- _Exercise objective_: This task calls for copying every line in the data below that contains the word "bowl".

- _Supplied records_:
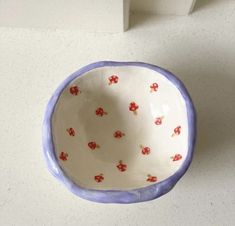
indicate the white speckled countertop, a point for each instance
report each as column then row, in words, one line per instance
column 200, row 49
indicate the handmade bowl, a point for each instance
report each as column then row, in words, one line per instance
column 119, row 132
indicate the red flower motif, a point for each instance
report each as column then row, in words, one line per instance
column 151, row 178
column 64, row 156
column 177, row 131
column 145, row 150
column 133, row 107
column 121, row 166
column 154, row 87
column 113, row 79
column 93, row 145
column 176, row 157
column 118, row 134
column 74, row 90
column 99, row 178
column 100, row 112
column 71, row 132
column 158, row 121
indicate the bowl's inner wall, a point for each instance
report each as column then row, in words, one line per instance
column 149, row 148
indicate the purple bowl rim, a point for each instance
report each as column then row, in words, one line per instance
column 117, row 196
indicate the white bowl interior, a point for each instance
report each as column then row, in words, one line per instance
column 151, row 143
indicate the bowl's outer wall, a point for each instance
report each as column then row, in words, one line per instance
column 116, row 196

- _Solution below_:
indicate the handmade bowl, a point for each instance
indicate the bowl's inner wall, a point for each instance
indicate the purple bowl rim, a point for each instance
indicate the white bowl interior, a point for each instance
indicate the bowl's outer wall, a point for each instance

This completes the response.